> TEXTABSCHNITT
■ ■ ■ ■ ■ ■ ■
Gut ausgebildete Facharbeiter werden derzeit überall händeringend gesucht, das gilt im ländlichen Raum noch viel mehr als in den Metropolregionen. Deshalb lassen sich Betriebe viel einfallen, um in Gunzenhausen qualifiziertes Personal zu bekommen und auch zu halten. RF Plast etwa finanziert den Mitarbeitern nicht nur den Studiengang — für AKT sind das immerhin 2400 Euro pro Semester —, sondern stellt die Studierenden auch für den Blockunterricht frei.

Daniel Groß weiß das sehr zu schätzen. 400 Euro würde ihn das Studium monatlich kosten. Das kann sich der Familienvater schlicht nicht leisten. Die Aussicht, für die Zeit am Kunststoffcampus seinen Urlaub herzugeben und womöglich zusätzlich noch Überstunden zu fahren, hätte ihn vollends abgeschreckt.

Üblich ist das aber nicht. Viele seiner Kommilitonen müssen die Tage an der Hochschule nicht nur nacharbeiten, die Arbeitgeber erwarten sogar, dass sie auch im Hörsaal stets erreichbar sind oder bei dringenden Aufträgen auch mal die eine oder andere Stunde ausfallen lassen. Das ist für den Fortgang des Studiums nicht eben förderlich.

Dabei, betont Nadine Amesöder, können die Firmen von dem berufsbegleitenden Studium ihrer Mitarbeiter doch nur profitieren. Dass sich beispielsweise mit optimierten Bestellmengen Einsparpotenzial auftut, das erfuhr sie am Campus und setzte es im Betrieb um. Daniel Groß beschäftigte sich in einer Projektarbeit mit einem Problem, das sich in der Fertigung schon seit längerem auftat. Auch die Bachelorarbeit soll laut Sover explizit firmenspezifische Aspekte aufgreifen. Deshalb sei der permanente Austausch mit den studierenden Mitarbeitern enorm wichtig, ergänzt Nadine Amesöder, nur so profitieren beide Seiten.

Menschen, die ein berufsbegleitendes Studium aufnehmen, kommen aus der Praxis. Das hilft beim Verständnis des Stoffes enorm, so die Erfahrung von Daniel Groß und Nadine Amesöder. Die Geschäftsführerin etwa konnte in den Vorlesungen stets einen direkten Bezug zu ihrer Arbeit herstellen. So nahm sie aus dem Hörsaal nicht nur neue Ideen mit in die Firma, die praktische Verknüpfung erleichterte auch das Lernen enorm.
■ ■ ■ ■ ■ ■ ■
> ÜBUNGSDATEN
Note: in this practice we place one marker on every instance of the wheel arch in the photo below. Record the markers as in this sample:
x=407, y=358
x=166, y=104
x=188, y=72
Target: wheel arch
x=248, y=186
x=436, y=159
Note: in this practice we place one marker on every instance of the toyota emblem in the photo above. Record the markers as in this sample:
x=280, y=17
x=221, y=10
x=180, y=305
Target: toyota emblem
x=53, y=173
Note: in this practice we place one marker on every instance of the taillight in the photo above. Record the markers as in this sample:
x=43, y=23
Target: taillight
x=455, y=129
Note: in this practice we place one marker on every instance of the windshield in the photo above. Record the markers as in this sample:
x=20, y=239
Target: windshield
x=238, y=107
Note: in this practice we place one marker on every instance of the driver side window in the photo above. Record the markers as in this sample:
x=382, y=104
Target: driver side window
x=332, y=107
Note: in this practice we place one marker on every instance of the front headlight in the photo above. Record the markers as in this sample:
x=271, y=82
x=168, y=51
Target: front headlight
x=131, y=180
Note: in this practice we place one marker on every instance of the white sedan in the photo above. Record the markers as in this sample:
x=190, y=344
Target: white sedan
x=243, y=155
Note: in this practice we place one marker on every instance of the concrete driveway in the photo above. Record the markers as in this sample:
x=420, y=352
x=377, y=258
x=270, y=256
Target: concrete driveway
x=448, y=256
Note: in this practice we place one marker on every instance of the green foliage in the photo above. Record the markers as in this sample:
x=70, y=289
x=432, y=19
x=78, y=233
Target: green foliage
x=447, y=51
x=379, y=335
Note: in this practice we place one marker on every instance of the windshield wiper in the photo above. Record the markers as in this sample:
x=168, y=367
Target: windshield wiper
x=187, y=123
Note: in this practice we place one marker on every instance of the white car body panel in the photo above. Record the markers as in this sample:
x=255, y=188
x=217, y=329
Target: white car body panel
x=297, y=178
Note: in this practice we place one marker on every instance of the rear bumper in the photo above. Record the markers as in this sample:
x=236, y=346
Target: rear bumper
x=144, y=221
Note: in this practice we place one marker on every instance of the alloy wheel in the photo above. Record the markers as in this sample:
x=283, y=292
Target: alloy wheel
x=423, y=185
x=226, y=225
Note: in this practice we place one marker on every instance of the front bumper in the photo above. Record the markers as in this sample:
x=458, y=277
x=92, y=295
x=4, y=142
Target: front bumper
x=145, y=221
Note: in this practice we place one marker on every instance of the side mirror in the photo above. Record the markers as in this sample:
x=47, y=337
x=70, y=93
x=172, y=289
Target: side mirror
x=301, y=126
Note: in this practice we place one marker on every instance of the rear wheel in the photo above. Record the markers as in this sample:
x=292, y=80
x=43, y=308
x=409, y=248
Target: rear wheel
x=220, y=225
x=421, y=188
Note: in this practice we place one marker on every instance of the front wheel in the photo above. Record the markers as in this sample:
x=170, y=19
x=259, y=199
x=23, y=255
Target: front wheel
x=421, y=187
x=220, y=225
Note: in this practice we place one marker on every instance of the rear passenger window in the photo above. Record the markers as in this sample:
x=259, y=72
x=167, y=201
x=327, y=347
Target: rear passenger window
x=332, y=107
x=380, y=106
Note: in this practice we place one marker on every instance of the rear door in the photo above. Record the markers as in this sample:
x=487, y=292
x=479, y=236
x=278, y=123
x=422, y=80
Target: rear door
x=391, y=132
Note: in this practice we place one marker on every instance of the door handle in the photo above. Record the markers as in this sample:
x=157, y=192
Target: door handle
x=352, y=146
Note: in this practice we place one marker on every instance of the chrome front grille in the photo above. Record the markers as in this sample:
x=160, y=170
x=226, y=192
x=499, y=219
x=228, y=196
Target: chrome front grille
■ ■ ■ ■ ■ ■ ■
> GELESENES ANWENDEN
1: Erkläre in ein bis drei Sätzen, warum sich Betriebe in Gunzenhausen laut Textabschnitt viel einfallen lassen, um an Personal zu kommen.
2: Wie viel kostet der Studiengang AKT laut Textabschnitt pro Semester?
3: Gib aus dem Textabschnitt den Teil wortgetreu aus, der mit „Üblich ist das“ beginnt und mit „nicht eben förderlich.“ endet.
Die Einträge werden für die Aufgaben nicht benötigt.

> LÖSUNGEN
1: Gut ausgebildete Facharbeiter werden derzeit überall händeringend gesucht, im ländlichen Raum noch viel mehr als in den Metropolregionen. Deshalb lassen sich die Betriebe viel einfallen, um qualifiziertes Personal zu bekommen und auch zu halten.

2: 2400 Euro pro Semester.

3:
Üblich ist das aber nicht. Viele seiner Kommilitonen müssen die Tage an der Hochschule nicht nur nacharbeiten, die Arbeitgeber erwarten sogar, dass sie auch im Hörsaal stets erreichbar sind oder bei dringenden Aufträgen auch mal die eine oder andere Stunde ausfallen lassen. Das ist für den Fortgang des Studiums nicht eben förderlich.